*Task details*. Pull out and copy every line of the items below that contains the string "cluster". Case counts.

*Dataset entries*.

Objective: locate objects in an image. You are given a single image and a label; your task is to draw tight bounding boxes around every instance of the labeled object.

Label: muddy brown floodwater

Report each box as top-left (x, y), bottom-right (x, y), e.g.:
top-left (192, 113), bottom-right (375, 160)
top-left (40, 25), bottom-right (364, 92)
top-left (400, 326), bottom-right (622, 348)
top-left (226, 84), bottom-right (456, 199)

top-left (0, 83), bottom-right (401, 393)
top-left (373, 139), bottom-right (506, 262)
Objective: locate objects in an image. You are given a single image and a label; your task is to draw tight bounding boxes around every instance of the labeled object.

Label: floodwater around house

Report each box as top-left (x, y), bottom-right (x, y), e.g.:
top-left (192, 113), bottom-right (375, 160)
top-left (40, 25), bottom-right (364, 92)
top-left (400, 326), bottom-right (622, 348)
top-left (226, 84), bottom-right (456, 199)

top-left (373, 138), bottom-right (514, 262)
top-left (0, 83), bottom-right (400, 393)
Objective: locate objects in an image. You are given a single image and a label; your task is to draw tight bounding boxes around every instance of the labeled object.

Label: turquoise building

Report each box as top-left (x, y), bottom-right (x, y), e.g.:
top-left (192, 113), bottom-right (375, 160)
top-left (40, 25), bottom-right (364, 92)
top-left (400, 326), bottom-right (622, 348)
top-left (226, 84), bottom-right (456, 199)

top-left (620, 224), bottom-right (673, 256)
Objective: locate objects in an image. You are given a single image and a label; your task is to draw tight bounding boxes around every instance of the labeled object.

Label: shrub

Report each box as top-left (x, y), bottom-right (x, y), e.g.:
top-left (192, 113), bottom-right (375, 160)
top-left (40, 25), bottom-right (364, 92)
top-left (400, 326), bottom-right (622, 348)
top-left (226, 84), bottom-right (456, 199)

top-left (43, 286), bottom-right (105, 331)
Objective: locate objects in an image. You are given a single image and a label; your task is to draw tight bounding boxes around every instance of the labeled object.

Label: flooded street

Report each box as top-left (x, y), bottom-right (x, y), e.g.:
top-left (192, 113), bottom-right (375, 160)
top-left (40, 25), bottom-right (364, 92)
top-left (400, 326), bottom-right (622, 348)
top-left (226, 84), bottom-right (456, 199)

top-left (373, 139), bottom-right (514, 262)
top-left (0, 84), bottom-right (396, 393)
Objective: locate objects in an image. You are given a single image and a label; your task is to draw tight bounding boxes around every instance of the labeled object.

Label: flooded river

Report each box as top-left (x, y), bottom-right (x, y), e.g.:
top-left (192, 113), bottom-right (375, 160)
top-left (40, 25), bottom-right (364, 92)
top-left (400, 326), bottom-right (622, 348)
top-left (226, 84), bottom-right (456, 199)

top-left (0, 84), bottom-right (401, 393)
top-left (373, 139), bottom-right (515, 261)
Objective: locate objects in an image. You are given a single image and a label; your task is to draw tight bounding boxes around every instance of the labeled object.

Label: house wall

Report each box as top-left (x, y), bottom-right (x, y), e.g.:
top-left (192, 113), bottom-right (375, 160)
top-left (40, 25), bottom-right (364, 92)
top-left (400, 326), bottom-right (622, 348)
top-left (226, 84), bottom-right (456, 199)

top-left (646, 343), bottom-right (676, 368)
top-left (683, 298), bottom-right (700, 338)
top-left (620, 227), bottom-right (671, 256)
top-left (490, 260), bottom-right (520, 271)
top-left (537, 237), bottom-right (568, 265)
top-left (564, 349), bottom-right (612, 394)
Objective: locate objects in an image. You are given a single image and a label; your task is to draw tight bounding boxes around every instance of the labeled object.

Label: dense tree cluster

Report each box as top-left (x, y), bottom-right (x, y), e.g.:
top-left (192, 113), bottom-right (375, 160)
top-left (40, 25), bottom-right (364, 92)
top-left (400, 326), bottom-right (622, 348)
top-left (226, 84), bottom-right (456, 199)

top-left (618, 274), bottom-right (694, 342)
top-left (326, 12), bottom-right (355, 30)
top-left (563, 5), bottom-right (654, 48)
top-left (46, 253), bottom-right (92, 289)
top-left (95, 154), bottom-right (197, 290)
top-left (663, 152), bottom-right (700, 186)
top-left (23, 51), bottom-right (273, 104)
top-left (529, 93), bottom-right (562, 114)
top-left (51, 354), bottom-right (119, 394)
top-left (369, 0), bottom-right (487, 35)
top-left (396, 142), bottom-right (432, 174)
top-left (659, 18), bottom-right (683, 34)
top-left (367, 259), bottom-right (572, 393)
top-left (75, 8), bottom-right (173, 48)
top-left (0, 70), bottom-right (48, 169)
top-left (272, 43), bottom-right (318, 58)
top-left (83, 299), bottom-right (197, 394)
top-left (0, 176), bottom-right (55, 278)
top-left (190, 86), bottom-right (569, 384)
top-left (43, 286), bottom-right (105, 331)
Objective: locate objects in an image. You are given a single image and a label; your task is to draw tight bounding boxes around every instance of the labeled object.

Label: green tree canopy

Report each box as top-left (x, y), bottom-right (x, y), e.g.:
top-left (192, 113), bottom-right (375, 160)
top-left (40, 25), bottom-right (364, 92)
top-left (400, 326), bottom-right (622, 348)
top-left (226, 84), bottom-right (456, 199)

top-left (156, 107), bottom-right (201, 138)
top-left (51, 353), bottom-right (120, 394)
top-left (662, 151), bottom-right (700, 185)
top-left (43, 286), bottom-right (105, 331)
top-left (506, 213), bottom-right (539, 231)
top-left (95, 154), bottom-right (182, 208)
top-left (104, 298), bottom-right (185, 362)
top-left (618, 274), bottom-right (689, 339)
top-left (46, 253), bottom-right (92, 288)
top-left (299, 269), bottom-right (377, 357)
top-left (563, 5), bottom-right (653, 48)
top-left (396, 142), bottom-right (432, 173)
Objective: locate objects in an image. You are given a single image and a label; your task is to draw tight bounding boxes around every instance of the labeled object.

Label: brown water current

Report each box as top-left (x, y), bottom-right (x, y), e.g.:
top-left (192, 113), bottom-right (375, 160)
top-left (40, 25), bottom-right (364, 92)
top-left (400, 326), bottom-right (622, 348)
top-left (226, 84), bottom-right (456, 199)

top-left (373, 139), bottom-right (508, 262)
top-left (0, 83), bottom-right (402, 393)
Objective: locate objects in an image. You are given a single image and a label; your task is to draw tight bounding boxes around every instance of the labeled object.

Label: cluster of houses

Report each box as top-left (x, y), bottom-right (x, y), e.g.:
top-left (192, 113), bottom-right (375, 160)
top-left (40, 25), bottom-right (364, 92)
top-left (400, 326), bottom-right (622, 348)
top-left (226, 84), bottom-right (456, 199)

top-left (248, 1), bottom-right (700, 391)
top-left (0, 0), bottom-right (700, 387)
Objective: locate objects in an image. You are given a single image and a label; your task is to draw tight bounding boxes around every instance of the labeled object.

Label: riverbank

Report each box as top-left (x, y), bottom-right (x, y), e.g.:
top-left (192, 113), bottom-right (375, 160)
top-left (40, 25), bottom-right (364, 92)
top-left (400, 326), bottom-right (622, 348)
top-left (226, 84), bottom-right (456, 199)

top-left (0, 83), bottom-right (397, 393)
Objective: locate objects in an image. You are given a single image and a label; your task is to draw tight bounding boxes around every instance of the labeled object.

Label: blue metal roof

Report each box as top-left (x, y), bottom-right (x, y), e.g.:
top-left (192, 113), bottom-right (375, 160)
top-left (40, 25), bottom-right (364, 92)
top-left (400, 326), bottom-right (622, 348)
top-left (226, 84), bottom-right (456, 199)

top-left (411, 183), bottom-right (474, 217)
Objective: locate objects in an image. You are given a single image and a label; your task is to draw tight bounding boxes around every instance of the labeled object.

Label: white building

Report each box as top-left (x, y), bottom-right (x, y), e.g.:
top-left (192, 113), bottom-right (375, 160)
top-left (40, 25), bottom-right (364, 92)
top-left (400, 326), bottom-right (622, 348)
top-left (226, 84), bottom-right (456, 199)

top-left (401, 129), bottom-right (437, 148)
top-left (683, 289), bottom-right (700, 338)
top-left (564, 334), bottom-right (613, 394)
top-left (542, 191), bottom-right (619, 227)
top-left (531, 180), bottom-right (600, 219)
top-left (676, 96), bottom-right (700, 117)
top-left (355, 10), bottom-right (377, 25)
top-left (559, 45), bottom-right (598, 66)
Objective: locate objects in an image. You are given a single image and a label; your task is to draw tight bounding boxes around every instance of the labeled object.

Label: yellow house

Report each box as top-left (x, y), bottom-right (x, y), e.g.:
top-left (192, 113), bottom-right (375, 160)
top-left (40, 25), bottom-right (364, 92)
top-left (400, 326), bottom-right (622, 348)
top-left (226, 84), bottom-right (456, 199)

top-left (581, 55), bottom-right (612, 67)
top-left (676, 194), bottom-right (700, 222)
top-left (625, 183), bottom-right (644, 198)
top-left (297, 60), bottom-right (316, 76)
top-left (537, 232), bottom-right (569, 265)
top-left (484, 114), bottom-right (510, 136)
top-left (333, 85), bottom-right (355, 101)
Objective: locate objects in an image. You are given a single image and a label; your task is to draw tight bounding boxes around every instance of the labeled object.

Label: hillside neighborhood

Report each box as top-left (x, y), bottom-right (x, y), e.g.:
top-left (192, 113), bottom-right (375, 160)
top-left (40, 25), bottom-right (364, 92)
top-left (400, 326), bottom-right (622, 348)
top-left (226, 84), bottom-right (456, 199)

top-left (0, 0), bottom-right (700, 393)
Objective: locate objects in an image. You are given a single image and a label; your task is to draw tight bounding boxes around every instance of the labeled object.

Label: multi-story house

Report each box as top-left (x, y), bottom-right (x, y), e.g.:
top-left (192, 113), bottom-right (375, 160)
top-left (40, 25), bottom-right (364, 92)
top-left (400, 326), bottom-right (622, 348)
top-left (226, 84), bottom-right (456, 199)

*The response*.
Label: dense tree cluster
Label: cluster of houses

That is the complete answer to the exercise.